TASK INSTRUCTIONS:
Reproduce the lines of the records verbatim, from the line containing "written like (764,393)." through the end of the records, both ends included.

SOURCE DATA:
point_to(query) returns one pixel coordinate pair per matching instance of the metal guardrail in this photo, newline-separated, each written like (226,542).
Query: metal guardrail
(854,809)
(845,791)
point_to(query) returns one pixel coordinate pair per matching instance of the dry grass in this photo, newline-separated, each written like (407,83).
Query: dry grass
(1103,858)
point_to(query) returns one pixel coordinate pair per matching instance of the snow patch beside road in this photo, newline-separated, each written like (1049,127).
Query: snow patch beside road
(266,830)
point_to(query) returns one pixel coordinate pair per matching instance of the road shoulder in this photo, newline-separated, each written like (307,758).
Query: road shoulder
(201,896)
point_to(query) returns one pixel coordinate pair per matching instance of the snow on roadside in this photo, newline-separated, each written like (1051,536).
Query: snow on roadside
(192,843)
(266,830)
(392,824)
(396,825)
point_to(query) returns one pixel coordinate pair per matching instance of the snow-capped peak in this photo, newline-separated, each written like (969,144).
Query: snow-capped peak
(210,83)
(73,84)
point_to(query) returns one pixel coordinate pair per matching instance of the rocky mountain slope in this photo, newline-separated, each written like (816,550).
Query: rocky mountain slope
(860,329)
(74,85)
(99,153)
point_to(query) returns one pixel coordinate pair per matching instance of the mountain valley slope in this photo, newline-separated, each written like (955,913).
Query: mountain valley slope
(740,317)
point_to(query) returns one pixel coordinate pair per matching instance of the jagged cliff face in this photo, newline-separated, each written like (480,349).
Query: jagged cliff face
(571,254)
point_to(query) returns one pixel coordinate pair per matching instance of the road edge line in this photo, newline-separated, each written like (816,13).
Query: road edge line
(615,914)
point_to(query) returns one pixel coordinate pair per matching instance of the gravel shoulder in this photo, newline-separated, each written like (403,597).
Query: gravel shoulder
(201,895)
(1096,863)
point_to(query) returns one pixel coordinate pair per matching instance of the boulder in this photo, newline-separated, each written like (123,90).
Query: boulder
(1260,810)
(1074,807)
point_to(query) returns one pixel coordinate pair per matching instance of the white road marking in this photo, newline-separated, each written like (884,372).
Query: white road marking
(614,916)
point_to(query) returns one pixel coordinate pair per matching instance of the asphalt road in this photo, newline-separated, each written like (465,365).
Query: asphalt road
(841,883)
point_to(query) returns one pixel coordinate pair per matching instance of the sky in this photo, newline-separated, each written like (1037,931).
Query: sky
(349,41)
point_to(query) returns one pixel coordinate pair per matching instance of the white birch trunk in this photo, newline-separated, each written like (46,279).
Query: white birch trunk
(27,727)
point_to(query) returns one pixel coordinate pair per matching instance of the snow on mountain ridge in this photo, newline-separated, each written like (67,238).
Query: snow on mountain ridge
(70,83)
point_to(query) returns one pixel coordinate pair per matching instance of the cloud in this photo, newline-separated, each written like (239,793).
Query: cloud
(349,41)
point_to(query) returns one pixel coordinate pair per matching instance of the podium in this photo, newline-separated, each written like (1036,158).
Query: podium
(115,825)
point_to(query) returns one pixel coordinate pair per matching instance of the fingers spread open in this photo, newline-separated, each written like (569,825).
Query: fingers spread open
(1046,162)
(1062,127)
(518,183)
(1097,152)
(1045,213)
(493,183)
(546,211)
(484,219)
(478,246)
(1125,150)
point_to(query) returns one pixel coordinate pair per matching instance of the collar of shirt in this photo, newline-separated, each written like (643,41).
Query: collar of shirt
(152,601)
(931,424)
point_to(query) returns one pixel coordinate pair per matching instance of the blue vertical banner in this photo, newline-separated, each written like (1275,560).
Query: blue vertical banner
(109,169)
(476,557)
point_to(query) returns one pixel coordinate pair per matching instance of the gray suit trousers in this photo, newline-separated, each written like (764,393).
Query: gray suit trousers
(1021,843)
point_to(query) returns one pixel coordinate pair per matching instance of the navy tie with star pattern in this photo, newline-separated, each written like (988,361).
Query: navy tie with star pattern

RIGHT ANSWER:
point_to(query) returns one pixel coordinate pair per matching instance of the gray suit trousers in this photo, newline-separated, each written like (764,393).
Query: gray suit trousers
(1021,843)
point_to(query) returns one pixel coordinate pair per matching instance of the navy tie with star pattern in this photo, newline-separated, each written like (988,361).
Query: navy tie with star pattern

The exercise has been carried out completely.